• **Passage for review**
== Segment start ==

The next debate comes with the transition to the second stage, which must focus on market penetration, breaking into the mainstream marketplace, an act that is resisted by anyone with vested interests in the status quo. Here the focus should be on dominating a niche market as quickly as possible, thereby a) legitimizing the new paradigm, b) creating a secure base for further expansion, and c) transforming the company into a self-funding enterprise. Not dominating a niche leaves the fledgling paradigm floating ambiguously in the ether—promising and interesting to be sure—but unsecured, and hence, subject to those familiar apocalyptic horsemen: Fear, Uncertainty, and Doubt. This so-called FUD is actually promoted by the status quo who know that new market entrants can be stopped in their tracks if they are viewed by a nervous market as risky.

Recognizing this, the savvy management team makes segment share its key metric, along with a complementary metric called time to segment dominance. The key anti-metric—and here is where the debate starts—is total revenue and overall market share. To focus on the latter is to encourage the company to take a major deal totally outside its target domain, just to make the numbers. This deal, however, far from increasing the equity value of the firm, actually decreases it, as it misdirects precious resources and slows, not speeds, time to segment dominance. Nor does taking the deal decrease the company’s perceived risk, since it must be recorded outside the niche thereby diluting the importance of the win. This was the fate of document management software vendor, Documentum, until a new management team took charge and focused it on solving problems associated with pharmaceutical companies attempting to win regulatory approval in the USA.

== Segment end ==

• **Data**
== Segment start ==

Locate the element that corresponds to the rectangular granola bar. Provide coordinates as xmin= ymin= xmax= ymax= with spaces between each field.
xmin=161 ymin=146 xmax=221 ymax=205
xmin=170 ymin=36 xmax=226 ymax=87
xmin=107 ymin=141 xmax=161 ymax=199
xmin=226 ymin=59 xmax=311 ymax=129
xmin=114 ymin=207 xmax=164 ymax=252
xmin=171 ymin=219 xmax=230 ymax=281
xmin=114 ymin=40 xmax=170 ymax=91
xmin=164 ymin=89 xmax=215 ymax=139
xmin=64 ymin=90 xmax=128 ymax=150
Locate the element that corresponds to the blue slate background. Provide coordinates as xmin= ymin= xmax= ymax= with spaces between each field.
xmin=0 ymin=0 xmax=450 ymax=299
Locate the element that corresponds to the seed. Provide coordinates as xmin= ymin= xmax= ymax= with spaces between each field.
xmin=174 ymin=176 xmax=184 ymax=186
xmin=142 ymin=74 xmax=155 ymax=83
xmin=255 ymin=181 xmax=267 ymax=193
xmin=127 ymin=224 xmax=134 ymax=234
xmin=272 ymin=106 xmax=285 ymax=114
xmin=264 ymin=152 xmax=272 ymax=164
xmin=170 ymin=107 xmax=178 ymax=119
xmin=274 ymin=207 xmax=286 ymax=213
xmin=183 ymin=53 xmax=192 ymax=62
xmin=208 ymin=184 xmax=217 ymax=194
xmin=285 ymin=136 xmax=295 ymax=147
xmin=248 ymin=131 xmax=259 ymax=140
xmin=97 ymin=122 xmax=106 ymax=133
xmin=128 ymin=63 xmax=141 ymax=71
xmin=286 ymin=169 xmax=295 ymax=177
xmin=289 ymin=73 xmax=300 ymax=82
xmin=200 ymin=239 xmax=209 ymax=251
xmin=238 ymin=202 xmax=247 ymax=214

== Segment end ==

• **Exercise tasks**
[1] From the passage on niche market penetration, copy the text from "The next debate" up to and including "market as risky.".
[2] According to the passage on niche market penetration, why does taking a major deal outside the target domain decrease the firm's equity value instead of increasing it? Answer in one to three sentences.

• **Task responses**
[1]
The next debate comes with the transition to the second stage, which must focus on market penetration, breaking into the mainstream marketplace, an act that is resisted by anyone with vested interests in the status quo. Here the focus should be on dominating a niche market as quickly as possible, thereby a) legitimizing the new paradigm, b) creating a secure base for further expansion, and c) transforming the company into a self-funding enterprise. Not dominating a niche leaves the fledgling paradigm floating ambiguously in the ether—promising and interesting to be sure—but unsecured, and hence, subject to those familiar apocalyptic horsemen: Fear, Uncertainty, and Doubt. This so-called FUD is actually promoted by the status quo who know that new market entrants can be stopped in their tracks if they are viewed by a nervous market as risky.

[2] The deal misdirects precious resources. It also slows the company's time to segment dominance instead of speeding it.